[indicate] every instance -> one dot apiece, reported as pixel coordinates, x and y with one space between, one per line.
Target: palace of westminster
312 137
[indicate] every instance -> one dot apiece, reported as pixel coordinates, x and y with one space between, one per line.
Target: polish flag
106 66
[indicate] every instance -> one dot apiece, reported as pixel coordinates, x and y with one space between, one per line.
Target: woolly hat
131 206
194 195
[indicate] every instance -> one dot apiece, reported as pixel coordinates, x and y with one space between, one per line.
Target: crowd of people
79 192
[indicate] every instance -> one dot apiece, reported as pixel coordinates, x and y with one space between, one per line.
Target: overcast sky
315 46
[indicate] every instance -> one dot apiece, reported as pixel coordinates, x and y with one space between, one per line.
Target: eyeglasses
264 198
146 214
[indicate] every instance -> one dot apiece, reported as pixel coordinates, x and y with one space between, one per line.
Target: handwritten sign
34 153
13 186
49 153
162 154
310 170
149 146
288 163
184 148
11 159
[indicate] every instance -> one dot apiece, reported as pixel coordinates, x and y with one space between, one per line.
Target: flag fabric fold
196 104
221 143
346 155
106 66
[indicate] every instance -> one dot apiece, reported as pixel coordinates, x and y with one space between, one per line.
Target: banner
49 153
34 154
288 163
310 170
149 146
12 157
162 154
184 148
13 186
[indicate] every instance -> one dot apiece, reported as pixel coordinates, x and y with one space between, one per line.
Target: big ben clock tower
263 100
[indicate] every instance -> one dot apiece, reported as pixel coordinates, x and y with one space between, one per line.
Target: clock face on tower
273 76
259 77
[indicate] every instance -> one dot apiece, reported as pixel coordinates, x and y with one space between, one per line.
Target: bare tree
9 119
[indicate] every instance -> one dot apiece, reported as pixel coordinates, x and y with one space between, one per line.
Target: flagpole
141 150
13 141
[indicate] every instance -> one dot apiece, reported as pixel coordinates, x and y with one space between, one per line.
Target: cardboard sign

• • • • •

● Activity: Copy every line of the records above exactly.

● Your response:
[indicate] every instance -> one dot apiece, reported as pixel coordinates, x and y with one space between, one per line.
Target: palace of westminster
312 137
[indicate] every instance -> one dot apiece, reported as pixel coordinates, x and y with one space between, one per line.
Target: polish flag
106 66
[indicate] every instance -> one dot apiece, reported as pixel coordinates, x and y with one space between, one per line.
Target: woolly hat
131 206
194 195
[indicate] every instance -> one dot apiece, reported as pixel coordinates, x and y with one space between, one per line.
Target: crowd of people
79 192
[indicate] every instance -> one dot apiece, reported as pixel coordinates, x and y with one space between, one per line.
Target: overcast sky
315 46
[indicate] every instance -> one dot apiece, reported as pixel coordinates, x and y with one space between, one per line.
Target: eyeglasses
264 198
146 214
[indicate] every instance -> one dot apiece, reported as pixel coordinates, x and y with one space between, one per line.
Target: handwritten sign
34 153
13 186
49 153
162 154
310 170
149 146
288 163
184 148
11 159
[indicate] every instance -> one dot apiece, reported as pixel coordinates, x and y with one space between, one per line.
Target: flag fabric fold
196 104
221 143
346 155
106 66
[indicate] every instance -> one dot apiece, reported as pixel coordinates, x and y with one space between, one per line.
Target: banner
49 153
34 154
288 163
310 170
149 146
12 157
162 154
184 148
13 186
[indicate] every instance -> one dot apiece, reported as pixel coordinates, x and y with one space between, one per line.
Target: big ben clock tower
263 100
[indicate] every instance -> one dot apiece, reported as pixel coordinates, x and y with one space between, one per line.
Target: clock face on tower
273 76
259 77
[indicate] every instance -> one dot apiece, reported as pixel coordinates, x and y with one space between, one per line.
Target: bare tree
9 119
[indicate] every instance -> one dot apiece, reported as pixel coordinates, x and y with one space between, one per line.
Target: flagpole
141 150
13 141
[indicate] every instance -> one dot apiece, reported as pixel coordinates, x and y with one space between, one per line.
Target: cardboard sign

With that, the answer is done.